■ EXERCISE REQUIREMENTS ■
#1 Output the portion of the City finance update from "Given the limited" to "emergency operating funding.", copying it exactly.
#2 Answer these questions from the City finance update:
(a) How large a deficit does the City project for this year?
(b) Who requested funding on behalf of the City?
(c) With which organization is the City working on requests for emergency operating funding?
#3 Decide whether each statement agrees with the City finance update, answering yes or no and quoting the words that settle it:
(a) The City is no longer in a state of emergency.
(b) The City will use reserve funds to close this year's deficit.
(c) The one-time solutions ease City finances in future years.

■ SELECTED EXTRACT ■
The City remains in a state of emergency due to the ongoing COVID-19 pandemic. City services are fully engaged in responding to the emergency, resuming services safely and preparing for a potential second wave of the virus. City Council today received an update about the impact on the City’s finances, including a plan to eliminate this year’s COVID-related deficit.
The City has a proven record of sound financial management, but the revenue losses and unplanned costs due to the pandemic have added significant budget pressures. As a result of COVID-19, projections show that the City will run a $192-million deficit this year. To close this year’s deficit gap, the City will reduce operating expenses, leverage reserve funds and adjust capital spending to maintain services and respond to evolving community needs. While these one-time solutions address our deficit this year, they put pressure on City finances in future years.
Given the limited financial options available to municipalities, the City will require funding from the federal and provincial governments to support needed infrastructure investments, transit and operating pressures. Mayor Jim Watson, on behalf of the City, has requested funding through the Big City Mayors’ Caucus, the Large Urban Mayors’ Caucus of Ontario and the Association of Municipalities of Ontario. The City is also actively working with the Federation of Canadian Municipalities on their requests for emergency operating funding.

■ DATA SHOWN ■
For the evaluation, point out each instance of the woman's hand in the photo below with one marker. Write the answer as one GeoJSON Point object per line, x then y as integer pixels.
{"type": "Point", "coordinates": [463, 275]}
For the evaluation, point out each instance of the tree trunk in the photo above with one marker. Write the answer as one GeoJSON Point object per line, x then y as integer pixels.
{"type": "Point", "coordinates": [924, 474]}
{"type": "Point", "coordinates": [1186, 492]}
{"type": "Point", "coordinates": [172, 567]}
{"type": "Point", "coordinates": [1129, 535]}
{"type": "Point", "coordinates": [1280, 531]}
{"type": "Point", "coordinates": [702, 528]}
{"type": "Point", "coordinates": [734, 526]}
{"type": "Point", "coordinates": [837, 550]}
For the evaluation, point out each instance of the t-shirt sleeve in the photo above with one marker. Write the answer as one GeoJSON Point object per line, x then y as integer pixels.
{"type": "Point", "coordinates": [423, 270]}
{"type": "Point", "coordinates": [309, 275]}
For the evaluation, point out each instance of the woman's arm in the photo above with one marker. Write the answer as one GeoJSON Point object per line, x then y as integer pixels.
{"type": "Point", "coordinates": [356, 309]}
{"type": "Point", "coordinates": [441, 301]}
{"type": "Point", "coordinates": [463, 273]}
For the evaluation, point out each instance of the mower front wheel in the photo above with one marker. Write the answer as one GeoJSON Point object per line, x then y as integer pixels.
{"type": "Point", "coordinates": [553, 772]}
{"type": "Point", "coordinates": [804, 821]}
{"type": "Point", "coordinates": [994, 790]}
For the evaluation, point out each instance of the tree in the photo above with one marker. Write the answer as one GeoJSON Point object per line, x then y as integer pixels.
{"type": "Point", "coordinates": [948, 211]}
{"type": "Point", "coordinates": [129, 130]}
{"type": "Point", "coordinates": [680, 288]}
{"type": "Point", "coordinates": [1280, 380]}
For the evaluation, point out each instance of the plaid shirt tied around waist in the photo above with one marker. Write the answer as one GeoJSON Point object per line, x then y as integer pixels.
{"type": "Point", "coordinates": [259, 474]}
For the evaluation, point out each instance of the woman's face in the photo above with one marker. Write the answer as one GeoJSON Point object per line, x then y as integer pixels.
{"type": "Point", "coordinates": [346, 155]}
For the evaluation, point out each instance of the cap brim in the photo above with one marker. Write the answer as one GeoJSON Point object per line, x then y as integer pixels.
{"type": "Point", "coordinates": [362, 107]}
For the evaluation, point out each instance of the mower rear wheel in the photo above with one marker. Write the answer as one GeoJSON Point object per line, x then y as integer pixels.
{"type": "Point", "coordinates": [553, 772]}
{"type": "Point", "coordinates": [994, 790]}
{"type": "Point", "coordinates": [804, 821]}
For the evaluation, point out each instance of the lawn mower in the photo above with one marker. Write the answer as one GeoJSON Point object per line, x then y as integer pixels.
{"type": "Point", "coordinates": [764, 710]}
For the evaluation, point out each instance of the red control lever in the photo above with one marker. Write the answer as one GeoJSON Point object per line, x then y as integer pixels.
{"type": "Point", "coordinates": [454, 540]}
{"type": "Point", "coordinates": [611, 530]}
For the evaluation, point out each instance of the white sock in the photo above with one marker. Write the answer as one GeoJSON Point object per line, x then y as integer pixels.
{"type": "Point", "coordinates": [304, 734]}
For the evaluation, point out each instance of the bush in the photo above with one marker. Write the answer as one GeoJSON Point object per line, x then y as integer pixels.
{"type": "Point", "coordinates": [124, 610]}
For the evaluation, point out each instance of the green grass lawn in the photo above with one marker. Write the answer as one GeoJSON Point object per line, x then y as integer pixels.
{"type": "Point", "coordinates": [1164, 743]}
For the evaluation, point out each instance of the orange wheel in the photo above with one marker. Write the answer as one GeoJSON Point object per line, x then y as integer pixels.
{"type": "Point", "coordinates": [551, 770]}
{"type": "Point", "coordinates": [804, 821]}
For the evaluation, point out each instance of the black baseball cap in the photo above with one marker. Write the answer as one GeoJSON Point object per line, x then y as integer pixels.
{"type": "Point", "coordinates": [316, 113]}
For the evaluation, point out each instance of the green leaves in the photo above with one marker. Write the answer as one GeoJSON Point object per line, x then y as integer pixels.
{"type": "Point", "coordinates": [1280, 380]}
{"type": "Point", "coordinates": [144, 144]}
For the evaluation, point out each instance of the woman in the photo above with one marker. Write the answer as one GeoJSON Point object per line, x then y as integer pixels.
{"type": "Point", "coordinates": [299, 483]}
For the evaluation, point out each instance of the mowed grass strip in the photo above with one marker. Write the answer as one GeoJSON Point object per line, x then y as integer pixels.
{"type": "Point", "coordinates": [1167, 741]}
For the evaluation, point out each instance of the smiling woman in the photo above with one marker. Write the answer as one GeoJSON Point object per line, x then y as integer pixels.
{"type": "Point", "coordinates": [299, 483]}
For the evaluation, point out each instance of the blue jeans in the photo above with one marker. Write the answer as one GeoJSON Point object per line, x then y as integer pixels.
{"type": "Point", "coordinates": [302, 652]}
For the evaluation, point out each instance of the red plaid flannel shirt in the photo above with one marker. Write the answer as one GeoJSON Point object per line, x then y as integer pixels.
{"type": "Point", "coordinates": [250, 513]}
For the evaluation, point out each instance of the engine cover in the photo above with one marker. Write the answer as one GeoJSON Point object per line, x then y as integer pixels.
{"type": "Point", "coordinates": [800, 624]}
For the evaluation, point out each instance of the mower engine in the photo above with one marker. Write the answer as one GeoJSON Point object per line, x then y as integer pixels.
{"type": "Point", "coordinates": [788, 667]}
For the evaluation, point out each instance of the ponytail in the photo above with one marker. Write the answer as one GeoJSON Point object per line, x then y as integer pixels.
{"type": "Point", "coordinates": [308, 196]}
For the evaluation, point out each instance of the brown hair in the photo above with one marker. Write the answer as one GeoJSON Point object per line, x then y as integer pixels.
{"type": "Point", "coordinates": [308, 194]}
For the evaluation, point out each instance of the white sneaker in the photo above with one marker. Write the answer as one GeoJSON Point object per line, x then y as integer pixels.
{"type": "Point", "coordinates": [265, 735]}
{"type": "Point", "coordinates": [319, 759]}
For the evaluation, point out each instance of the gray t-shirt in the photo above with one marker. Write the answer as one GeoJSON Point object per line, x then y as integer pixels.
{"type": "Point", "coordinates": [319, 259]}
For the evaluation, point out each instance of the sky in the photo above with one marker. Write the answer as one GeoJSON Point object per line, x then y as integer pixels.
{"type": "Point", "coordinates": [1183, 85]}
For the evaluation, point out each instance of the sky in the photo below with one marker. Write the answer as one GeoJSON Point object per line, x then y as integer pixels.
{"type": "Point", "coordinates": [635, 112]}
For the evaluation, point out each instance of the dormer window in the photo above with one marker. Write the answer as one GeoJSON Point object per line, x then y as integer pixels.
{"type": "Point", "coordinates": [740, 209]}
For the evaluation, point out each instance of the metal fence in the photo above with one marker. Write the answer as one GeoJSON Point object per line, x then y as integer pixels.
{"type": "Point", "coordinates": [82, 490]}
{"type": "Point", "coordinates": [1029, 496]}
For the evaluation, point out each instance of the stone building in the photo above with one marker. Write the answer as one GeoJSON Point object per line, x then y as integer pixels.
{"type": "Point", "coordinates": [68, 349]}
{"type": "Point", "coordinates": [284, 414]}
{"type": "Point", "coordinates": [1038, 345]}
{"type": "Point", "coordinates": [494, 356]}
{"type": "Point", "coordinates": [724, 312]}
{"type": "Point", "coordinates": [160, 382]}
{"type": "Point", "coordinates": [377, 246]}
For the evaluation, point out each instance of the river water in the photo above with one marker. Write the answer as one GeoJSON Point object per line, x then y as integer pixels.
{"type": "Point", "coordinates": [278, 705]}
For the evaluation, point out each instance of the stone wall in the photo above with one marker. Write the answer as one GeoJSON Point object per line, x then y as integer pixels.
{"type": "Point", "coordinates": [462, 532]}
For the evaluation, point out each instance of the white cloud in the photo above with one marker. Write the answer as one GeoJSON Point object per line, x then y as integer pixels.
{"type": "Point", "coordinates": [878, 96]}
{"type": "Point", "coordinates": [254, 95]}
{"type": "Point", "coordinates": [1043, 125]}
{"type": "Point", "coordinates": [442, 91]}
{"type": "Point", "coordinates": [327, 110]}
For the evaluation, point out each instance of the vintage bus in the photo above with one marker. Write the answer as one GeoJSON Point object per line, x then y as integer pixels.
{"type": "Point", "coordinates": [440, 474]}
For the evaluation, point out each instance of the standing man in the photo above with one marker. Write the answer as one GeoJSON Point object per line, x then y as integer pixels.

■ ANSWERS PER TASK ■
#1
Given the limited financial options available to municipalities, the City will require funding from the federal and provincial governments to support needed infrastructure investments, transit and operating pressures. Mayor Jim Watson, on behalf of the City, has requested funding through the Big City Mayors’ Caucus, the Large Urban Mayors’ Caucus of Ontario and the Association of Municipalities of Ontario. The City is also actively working with the Federation of Canadian Municipalities on their requests for emergency operating funding.

#2
(a) $192 million.
(b) Mayor Jim Watson.
(c) The Federation of Canadian Municipalities.

#3
(a) No. "The City remains in a state of emergency due to the ongoing COVID-19 pandemic."
(b) Yes. "the City will reduce operating expenses, leverage reserve funds and adjust capital spending"
(c) No. "they put pressure on City finances in future years."